### DIRECTION
Copy the records below exactly as they appear.
-- BEGIN PROVIDED RECORDS --
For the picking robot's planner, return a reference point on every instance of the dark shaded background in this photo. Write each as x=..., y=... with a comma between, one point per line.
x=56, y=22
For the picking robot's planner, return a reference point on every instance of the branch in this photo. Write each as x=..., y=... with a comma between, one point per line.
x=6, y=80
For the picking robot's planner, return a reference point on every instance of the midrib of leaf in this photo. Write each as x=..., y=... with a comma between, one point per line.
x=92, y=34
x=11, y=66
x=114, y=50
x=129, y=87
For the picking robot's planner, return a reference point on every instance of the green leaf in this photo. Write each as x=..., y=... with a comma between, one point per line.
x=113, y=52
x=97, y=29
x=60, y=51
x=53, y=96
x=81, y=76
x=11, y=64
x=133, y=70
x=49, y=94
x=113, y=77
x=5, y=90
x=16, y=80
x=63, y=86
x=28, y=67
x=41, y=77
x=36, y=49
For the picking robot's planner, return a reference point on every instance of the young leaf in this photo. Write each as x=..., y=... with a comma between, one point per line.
-- END PROVIDED RECORDS --
### SOLUTION TO THIS EXERCISE
For the picking robot's planner, return a reference point on every instance of the dark shaded background in this photo. Write each as x=..., y=... with a comma between, one point per line.
x=56, y=22
For the picking robot's planner, return a reference point on every instance of the branch in this photo. Write each as x=..., y=... with a comma between, one point per line.
x=6, y=80
For the picking robot's planner, return a reference point on every instance of the midrib of leaf in this photo. Write each as x=..., y=... with a comma between, one point per line.
x=92, y=34
x=11, y=66
x=114, y=50
x=129, y=87
For the picking robot's planner, return a reference point on every instance of the green leaf in this photo. Write each as x=..., y=... with a comma between, one point per line.
x=113, y=52
x=97, y=29
x=60, y=51
x=53, y=96
x=81, y=76
x=11, y=64
x=133, y=70
x=49, y=94
x=113, y=77
x=5, y=90
x=16, y=80
x=63, y=86
x=28, y=67
x=41, y=77
x=36, y=49
For the picking robot's planner, return a reference point on every instance of the young leaf in this photo. Write each as x=..., y=... with a comma between, one point per line.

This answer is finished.